#### Things to do:
A) Please return the passage on regional happiness and GDP word for word, from "These visualizations show that" to "Lower Middle Income.".
B) Continue the passage on regional happiness and GDP, starting after its final sentence.

#### Page excerpt:
These visualizations shows that as GDP increases, so does happiness. We also get an indication of the trend of each region in happiness; for example, Australia and New Zealand have a pretty horizontal line. As only two countries are involved, it shows that the disaparity between the two is not high; GDP and Happiness are quite similar for Australia and New Zealand. We also see clustering of countries in the Sub-Saharan Africa region with low happiness scores and low GDPs. Western Europe is on the opposite end of this spectrum with high happiness scores and high GDPs, though there is a fairly large disparity between the happiest country in Europe and the least happy based on the trend line.
These visualizations show that Sub-Saharan Africa has both the largest percentage of people working in the Agriculture sector and the highest variance of those working in this sector. High income regions such as North America, Western Europe, and Australia and New Zealand have the least variance within each group. Also, the sector with the largest percentage of people working within it for these countries is the Services sector with very few working in the Agriculture sector. The Middle East and Africa has large variance within each group.
The barcharts show us that Sub-Saharan Africa is the least happy within each Income Class. Overall, Australia and New Zealand are the happiest. The line shows us the average happiness score of the region. Latin America and the Caribbean are the happiest for both the Upper Middle Income and Lower Middle Income.

#### Given data:
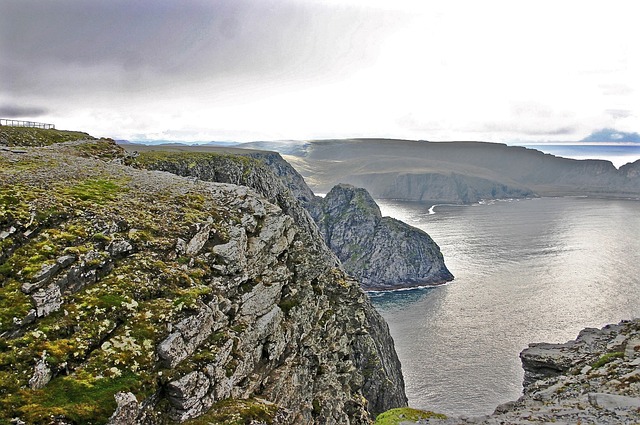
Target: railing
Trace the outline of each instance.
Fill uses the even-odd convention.
[[[6,125],[9,127],[33,127],[33,128],[44,128],[45,130],[51,130],[52,128],[56,128],[53,124],[45,124],[43,122],[33,122],[33,121],[22,121],[22,120],[9,120],[0,118],[0,125]]]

#### Response list:
A)
These visualizations show that Sub-Saharan Africa has both the largest percentage of people working in the Agriculture sector and the highest variance of those working in this sector. High income regions such as North America, Western Europe, and Australia and New Zealand have the least variance within each group. Also, the sector with the largest percentage of people working within it for these countries is the Services sector with very few working in the Agriculture sector. The Middle East and Africa has large variance within each group.
The barcharts show us that Sub-Saharan Africa is the least happy within each Income Class. Overall, Australia and New Zealand are the happiest. The line shows us the average happiness score of the region. Latin America and the Caribbean are the happiest for both the Upper Middle Income and Lower Middle Income.

B)
In this visualization, things are a little reversed; as we are averaging the happiness rank, a higher rank means that a country/region is less happy on a whole. Each number is the average happiness of the countries who are in this region and whose main sector it is either industry, agriculture, or services. The sector with the lowest happiness score, on average, are the companies whose largest sector is agriculture. The only region that has a country whose main sector is Industry is the Middle East/North Africa.
The maps provide shows that the regions of Africa and parts of the Middle East, Eastern Europe, and SouthEastern Asia are the least happy. Northern Europe, most of South America, and North America are largely happy. In the Shiny app you can hover over each marker to find the country and then select the marker to view the country’s happiness rank and score.